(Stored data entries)
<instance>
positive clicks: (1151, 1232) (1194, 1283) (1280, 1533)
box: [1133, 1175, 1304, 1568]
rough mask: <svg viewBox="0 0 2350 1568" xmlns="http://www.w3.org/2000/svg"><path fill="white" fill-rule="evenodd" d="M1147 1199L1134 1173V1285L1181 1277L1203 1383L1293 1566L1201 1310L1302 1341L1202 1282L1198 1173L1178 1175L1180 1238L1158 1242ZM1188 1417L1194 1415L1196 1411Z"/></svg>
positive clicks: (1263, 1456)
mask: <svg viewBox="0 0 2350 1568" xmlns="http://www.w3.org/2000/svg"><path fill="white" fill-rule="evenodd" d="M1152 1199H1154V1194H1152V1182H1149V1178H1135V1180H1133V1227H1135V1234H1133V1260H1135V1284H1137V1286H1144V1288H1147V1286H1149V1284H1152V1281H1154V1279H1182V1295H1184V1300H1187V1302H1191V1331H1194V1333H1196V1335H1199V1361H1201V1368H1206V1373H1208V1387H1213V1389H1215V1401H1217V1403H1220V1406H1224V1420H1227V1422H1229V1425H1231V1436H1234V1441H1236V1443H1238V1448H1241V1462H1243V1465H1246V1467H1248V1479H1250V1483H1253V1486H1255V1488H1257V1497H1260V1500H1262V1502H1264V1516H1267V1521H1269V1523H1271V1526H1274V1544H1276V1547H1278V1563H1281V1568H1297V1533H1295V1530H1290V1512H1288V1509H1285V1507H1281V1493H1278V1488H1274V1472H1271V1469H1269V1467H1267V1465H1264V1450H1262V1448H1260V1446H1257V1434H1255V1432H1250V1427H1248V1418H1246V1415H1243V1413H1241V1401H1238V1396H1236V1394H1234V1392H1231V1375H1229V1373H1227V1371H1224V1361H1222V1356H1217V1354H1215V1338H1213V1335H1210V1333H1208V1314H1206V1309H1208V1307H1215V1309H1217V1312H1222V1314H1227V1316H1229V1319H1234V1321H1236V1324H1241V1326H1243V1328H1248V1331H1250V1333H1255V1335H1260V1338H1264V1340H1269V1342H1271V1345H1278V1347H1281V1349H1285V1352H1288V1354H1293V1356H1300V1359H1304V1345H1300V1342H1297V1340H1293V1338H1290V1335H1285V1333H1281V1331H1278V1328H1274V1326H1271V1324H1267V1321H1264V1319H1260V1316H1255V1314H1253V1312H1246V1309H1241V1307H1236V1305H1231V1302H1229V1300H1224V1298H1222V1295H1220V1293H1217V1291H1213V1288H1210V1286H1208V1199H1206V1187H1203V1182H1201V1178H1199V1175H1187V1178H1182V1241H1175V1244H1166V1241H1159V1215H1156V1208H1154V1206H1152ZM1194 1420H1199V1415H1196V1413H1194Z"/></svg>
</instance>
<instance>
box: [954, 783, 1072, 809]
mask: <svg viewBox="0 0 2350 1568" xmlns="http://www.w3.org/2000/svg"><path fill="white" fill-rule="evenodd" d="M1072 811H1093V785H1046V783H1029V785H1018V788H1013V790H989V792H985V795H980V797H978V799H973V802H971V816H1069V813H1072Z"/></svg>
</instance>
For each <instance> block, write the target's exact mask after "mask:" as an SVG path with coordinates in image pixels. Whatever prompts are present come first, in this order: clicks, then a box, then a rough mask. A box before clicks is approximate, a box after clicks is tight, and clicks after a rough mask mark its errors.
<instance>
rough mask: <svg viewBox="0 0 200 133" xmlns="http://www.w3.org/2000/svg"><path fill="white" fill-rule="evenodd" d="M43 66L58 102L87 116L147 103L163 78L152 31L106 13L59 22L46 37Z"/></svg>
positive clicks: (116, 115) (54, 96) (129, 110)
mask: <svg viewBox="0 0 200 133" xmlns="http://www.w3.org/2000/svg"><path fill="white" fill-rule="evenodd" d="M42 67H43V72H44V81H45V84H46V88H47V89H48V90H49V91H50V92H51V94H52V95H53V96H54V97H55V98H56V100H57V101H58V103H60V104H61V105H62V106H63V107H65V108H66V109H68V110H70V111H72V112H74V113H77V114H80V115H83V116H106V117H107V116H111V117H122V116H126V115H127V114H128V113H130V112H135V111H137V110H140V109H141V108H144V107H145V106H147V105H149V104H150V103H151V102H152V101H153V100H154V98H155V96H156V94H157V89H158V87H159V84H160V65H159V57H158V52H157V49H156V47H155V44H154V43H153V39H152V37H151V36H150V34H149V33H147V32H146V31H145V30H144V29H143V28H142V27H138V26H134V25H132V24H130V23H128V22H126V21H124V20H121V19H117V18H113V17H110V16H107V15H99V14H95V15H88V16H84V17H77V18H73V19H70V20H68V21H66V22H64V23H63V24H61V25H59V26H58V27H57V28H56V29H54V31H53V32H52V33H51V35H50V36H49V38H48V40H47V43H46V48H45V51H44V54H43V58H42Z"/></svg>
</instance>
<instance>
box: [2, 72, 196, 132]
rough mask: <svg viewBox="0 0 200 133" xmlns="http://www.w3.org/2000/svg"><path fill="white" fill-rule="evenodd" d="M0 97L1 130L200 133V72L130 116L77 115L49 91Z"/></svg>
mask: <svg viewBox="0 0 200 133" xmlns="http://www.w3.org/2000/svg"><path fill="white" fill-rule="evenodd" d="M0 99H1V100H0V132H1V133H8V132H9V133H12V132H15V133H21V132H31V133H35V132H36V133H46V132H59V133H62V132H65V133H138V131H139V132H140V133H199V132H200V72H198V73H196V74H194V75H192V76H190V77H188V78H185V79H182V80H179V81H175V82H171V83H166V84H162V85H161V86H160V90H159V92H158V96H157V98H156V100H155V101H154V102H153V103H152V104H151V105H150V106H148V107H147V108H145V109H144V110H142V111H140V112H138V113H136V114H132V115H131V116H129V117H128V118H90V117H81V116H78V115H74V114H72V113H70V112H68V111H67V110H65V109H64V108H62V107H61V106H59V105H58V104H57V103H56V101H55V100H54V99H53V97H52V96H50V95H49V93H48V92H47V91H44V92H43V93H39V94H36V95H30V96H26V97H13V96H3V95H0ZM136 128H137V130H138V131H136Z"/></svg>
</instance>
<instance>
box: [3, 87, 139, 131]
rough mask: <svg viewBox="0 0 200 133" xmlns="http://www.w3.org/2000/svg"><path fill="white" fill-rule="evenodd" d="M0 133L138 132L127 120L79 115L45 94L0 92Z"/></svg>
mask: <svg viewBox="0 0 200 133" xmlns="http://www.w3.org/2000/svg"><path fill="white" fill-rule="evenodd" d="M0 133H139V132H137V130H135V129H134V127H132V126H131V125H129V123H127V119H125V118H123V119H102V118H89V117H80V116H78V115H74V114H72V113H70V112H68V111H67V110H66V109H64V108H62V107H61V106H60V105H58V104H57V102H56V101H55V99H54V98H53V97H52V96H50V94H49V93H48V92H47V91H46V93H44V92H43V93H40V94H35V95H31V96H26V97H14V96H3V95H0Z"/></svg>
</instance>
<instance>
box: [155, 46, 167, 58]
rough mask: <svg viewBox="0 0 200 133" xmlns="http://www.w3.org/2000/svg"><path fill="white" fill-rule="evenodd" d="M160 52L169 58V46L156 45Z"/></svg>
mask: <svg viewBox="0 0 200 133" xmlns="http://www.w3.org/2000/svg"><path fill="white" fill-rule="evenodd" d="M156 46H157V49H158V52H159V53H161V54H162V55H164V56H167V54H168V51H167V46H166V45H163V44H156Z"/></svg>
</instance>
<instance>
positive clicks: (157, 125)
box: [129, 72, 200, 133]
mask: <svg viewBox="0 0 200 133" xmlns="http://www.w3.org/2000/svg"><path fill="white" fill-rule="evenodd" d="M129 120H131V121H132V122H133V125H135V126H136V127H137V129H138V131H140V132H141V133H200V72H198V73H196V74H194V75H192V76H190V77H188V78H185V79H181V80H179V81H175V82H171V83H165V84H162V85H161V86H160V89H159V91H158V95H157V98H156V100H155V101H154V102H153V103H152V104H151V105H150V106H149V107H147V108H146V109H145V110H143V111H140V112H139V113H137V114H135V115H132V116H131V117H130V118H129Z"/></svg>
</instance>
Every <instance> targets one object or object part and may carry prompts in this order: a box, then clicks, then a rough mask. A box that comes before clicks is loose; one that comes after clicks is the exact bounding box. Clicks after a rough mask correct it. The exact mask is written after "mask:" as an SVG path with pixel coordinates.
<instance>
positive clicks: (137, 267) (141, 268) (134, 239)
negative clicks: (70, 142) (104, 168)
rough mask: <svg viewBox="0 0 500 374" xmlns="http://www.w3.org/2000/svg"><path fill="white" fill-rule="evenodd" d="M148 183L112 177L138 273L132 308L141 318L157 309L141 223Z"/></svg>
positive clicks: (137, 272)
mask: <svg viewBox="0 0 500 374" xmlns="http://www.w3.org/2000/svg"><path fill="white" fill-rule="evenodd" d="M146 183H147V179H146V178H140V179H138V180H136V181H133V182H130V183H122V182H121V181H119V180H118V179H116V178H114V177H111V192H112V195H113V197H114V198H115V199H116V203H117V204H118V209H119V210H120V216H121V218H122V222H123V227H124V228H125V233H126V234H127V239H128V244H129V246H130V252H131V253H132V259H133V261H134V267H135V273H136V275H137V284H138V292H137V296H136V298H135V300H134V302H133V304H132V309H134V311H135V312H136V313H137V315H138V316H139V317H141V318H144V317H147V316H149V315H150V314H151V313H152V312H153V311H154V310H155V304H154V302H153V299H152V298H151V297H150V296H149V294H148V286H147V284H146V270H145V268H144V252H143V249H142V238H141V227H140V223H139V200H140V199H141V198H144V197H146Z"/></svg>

§ **WHAT YOU ARE ASKED TO DO**
Look above and repeat, character for character, the lines from the first one to the line with "1199L1134 1173V1285L1181 1277L1203", counting both.

§ **SOLUTION TO THIS PROBLEM**
<instance>
positive clicks: (1151, 1232) (1194, 1283) (1280, 1533)
box: [1133, 1175, 1304, 1568]
rough mask: <svg viewBox="0 0 2350 1568" xmlns="http://www.w3.org/2000/svg"><path fill="white" fill-rule="evenodd" d="M1147 1199L1134 1173V1285L1181 1277L1203 1383L1293 1566L1201 1310L1302 1341L1202 1282L1198 1173L1178 1175L1180 1238L1158 1242ZM1188 1417L1194 1415L1196 1411Z"/></svg>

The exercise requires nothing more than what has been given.